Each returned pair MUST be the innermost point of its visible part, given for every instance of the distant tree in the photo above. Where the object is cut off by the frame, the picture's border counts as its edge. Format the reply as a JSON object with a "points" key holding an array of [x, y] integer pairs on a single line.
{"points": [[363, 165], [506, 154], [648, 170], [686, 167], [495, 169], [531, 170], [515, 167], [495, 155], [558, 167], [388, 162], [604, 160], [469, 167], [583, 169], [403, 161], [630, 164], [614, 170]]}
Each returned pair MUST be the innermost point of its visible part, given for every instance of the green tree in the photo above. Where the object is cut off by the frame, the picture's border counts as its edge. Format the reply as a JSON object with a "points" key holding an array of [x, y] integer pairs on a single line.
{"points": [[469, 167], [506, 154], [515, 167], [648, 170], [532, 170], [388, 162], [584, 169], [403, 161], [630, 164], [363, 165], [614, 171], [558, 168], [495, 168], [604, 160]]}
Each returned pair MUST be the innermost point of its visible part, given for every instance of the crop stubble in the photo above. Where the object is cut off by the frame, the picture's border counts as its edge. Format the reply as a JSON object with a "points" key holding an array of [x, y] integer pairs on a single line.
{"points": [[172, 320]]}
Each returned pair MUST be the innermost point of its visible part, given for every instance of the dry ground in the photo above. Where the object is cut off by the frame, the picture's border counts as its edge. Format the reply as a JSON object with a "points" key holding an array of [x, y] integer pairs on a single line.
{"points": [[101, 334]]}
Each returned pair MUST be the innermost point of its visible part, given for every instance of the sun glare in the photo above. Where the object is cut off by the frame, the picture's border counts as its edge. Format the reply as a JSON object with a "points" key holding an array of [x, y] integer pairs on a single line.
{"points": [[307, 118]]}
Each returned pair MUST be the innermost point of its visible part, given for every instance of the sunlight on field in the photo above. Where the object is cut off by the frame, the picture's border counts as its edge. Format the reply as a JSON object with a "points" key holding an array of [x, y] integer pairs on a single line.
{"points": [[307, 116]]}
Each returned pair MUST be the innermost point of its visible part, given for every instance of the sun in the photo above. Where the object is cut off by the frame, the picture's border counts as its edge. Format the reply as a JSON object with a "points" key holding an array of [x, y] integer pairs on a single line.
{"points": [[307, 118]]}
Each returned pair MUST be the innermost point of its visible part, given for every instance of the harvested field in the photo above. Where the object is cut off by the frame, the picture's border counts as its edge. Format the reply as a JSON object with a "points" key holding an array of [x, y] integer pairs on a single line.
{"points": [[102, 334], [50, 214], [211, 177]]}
####
Copy only this span: the line that contains "of the harvested", the last line, and every line between them.

Each returned pair MUST be the innermost point of its visible part, given for every instance of the harvested field in the photo above. Where the object is cut off by the frame, the picture's border counts as its edge. Format the reply as a JSON object with a "points" key holding an array of [x, y] integer pairs on a single line.
{"points": [[102, 334], [50, 214], [211, 177]]}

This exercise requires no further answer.